Entries pointing to labeled objects
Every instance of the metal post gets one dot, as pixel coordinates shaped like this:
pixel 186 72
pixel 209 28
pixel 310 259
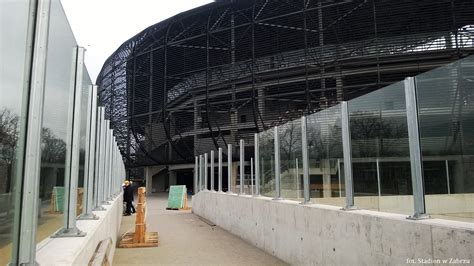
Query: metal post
pixel 304 144
pixel 277 163
pixel 212 171
pixel 298 194
pixel 219 171
pixel 106 162
pixel 447 177
pixel 378 177
pixel 200 173
pixel 98 156
pixel 339 177
pixel 89 169
pixel 206 160
pixel 251 176
pixel 229 168
pixel 196 174
pixel 72 155
pixel 257 165
pixel 28 217
pixel 415 150
pixel 347 151
pixel 242 167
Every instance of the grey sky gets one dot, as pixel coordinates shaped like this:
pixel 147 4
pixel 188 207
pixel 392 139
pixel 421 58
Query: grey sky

Instructions for the task: Write out every one of the records above line for line, omitting the pictures.

Answer for this exercise:
Every instance of the metal post gets one dot, as pixel coordinates shaped like this:
pixel 186 72
pixel 209 28
pixel 310 259
Query: metal post
pixel 304 144
pixel 277 163
pixel 212 171
pixel 298 194
pixel 219 171
pixel 106 162
pixel 447 177
pixel 378 177
pixel 200 173
pixel 98 156
pixel 339 177
pixel 89 169
pixel 206 160
pixel 251 176
pixel 229 168
pixel 196 174
pixel 72 155
pixel 257 165
pixel 28 217
pixel 415 150
pixel 347 151
pixel 242 167
Every instance of the grey sky gets one dot, as pixel coordinates shaped like this:
pixel 147 4
pixel 188 207
pixel 392 139
pixel 421 58
Query: grey sky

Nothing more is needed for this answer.